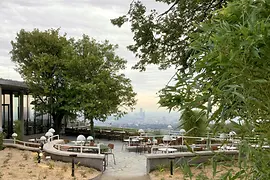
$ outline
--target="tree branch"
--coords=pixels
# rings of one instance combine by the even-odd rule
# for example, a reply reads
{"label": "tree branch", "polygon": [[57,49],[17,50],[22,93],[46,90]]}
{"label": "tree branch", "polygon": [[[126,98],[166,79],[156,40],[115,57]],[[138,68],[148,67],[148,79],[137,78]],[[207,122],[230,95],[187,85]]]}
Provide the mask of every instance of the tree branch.
{"label": "tree branch", "polygon": [[158,16],[158,18],[161,18],[161,16],[164,16],[164,15],[168,14],[168,12],[170,12],[170,11],[174,8],[174,6],[176,6],[176,5],[178,4],[179,1],[180,1],[180,0],[176,0],[176,1],[173,3],[173,5],[172,5],[167,11],[165,11],[165,12],[162,13],[162,14],[160,14],[160,15]]}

================================

Give the records again exactly, without pictures.

## RESULT OF THIS TASK
$ outline
--target="tree branch"
--coords=pixels
# rings of one instance combine by the even-odd rule
# for example, a reply reads
{"label": "tree branch", "polygon": [[57,49],[17,50],[22,93],[46,90]]}
{"label": "tree branch", "polygon": [[[126,98],[166,79],[156,40],[115,57]],[[138,68],[148,67],[148,79],[137,78]],[[207,122],[230,95],[187,85]]]}
Provide the mask of every instance of the tree branch.
{"label": "tree branch", "polygon": [[158,16],[158,18],[161,18],[161,16],[164,16],[164,15],[168,14],[168,12],[170,12],[170,11],[174,8],[174,6],[176,6],[176,5],[178,4],[179,1],[180,1],[180,0],[176,0],[176,1],[173,3],[173,5],[172,5],[167,11],[165,11],[165,12],[162,13],[162,14],[160,14],[160,15]]}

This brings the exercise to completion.